» Work order
When the line with "target | woman with raised arm" appears below, start repeating lines exactly, and keep going through the line with "target | plastic water bottle"; add nothing outside that span.

» Records supplied
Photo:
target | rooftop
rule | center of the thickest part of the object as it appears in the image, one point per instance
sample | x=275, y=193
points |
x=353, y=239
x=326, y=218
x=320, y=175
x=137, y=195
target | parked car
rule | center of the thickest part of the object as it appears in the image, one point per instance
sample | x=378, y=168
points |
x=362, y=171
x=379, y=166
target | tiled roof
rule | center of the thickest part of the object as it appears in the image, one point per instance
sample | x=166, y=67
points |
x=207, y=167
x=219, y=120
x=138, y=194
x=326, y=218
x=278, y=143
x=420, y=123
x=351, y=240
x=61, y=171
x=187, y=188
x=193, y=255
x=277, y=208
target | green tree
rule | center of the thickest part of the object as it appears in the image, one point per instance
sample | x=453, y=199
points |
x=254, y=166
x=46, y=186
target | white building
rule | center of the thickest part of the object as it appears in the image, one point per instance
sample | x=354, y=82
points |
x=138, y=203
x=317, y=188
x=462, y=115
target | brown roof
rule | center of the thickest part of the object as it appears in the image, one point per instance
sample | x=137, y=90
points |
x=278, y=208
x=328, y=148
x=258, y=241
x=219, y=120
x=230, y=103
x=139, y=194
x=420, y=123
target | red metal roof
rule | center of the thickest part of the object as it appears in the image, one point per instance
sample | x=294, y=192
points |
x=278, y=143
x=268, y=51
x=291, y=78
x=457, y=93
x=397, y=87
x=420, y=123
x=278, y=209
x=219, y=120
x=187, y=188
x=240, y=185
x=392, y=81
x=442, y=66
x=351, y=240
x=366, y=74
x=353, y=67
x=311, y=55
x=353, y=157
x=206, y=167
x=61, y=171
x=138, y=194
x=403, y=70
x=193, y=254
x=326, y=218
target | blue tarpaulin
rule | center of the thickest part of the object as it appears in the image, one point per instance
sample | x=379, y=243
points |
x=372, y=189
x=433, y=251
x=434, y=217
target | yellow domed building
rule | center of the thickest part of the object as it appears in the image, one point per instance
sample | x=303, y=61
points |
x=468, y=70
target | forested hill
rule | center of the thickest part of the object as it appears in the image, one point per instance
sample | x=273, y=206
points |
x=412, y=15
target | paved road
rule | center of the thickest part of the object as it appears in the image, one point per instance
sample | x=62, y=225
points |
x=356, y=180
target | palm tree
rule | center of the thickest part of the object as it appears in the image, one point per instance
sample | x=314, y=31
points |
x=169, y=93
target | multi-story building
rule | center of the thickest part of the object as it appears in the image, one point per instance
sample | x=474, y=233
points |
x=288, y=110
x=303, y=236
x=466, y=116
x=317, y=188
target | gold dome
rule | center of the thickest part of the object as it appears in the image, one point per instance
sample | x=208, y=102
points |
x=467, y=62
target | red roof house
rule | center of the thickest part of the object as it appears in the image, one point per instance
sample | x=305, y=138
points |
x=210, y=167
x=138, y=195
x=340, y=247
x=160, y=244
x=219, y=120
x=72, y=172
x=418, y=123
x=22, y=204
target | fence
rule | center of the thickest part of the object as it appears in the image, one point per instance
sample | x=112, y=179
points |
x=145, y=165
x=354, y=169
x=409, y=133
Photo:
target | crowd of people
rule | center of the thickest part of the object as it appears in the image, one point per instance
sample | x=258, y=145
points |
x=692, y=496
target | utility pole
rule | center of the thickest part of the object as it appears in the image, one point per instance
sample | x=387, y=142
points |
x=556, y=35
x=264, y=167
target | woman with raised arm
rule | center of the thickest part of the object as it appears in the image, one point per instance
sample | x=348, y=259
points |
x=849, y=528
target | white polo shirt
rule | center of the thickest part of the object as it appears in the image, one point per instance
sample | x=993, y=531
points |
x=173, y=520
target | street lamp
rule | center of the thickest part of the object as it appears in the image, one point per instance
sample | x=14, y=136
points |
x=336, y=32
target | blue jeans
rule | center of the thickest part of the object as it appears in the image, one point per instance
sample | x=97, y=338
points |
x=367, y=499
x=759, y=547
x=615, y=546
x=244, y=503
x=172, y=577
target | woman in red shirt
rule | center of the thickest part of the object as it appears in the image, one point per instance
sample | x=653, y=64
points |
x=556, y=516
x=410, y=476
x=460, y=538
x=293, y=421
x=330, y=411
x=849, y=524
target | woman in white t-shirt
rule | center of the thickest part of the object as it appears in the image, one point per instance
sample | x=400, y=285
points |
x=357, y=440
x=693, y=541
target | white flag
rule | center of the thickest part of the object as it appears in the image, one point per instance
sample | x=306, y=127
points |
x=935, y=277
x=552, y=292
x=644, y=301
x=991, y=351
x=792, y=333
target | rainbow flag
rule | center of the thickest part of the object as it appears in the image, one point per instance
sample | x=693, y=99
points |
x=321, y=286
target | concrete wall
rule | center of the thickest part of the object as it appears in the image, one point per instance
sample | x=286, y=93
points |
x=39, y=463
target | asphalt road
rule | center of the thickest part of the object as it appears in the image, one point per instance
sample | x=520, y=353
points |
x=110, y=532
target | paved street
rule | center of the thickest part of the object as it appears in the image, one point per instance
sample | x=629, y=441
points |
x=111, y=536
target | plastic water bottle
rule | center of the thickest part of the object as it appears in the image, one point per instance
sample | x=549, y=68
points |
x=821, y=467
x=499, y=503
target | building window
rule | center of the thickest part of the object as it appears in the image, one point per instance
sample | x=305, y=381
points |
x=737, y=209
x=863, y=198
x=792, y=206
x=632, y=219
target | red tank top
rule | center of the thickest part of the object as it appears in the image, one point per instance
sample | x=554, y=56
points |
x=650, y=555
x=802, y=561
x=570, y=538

» Written response
target | woman with raised arm
rule | center of the thickest part of the object as it appears in the image, one point per instance
sample | x=348, y=259
points |
x=849, y=528
target | white polo shirt
rule | center of the thickest part of the object as it appears in the image, one point per instance
sample | x=993, y=531
points |
x=173, y=520
target | street lamp
rule | center of the thickest part of the object as it appears in the image, one point per instance
sample | x=14, y=136
points |
x=336, y=32
target | blue jeans
rule | center of the thickest part of the object as it appears in the image, one point per instance
sample | x=97, y=338
points |
x=367, y=499
x=759, y=547
x=615, y=546
x=244, y=503
x=172, y=577
target | woman in red shirt
rule | center of the thickest part of the object as it appears in the image, one point per instance
sample | x=653, y=64
points |
x=556, y=516
x=410, y=476
x=460, y=538
x=293, y=421
x=330, y=411
x=849, y=524
target | woman in white t-shirt
rule | center of the thickest part of the object as it appears in the image, one point per instance
sample | x=400, y=285
points |
x=357, y=440
x=693, y=541
target | white flag
rule | center of the thickest part of the object as it appears in the image, one point per instance
sample | x=306, y=127
points |
x=935, y=277
x=552, y=292
x=644, y=301
x=991, y=351
x=792, y=333
target | rainbow flag
rule | center of the thickest part of the object as it appears in the image, one point per instance
sample | x=693, y=99
points |
x=321, y=286
target | concrete wall
rule | center of the thickest part of the object as it appears in the image, one point per instance
sample | x=286, y=93
points |
x=39, y=463
target | asphalt road
rule | center of the thickest part of the object as it appears in the image, one point per instance
sample | x=520, y=353
points |
x=110, y=532
target | paved street
rule | center of the thickest part of the object as it appears in the image, one point per instance
sample | x=629, y=441
points |
x=111, y=536
target | plastic water bottle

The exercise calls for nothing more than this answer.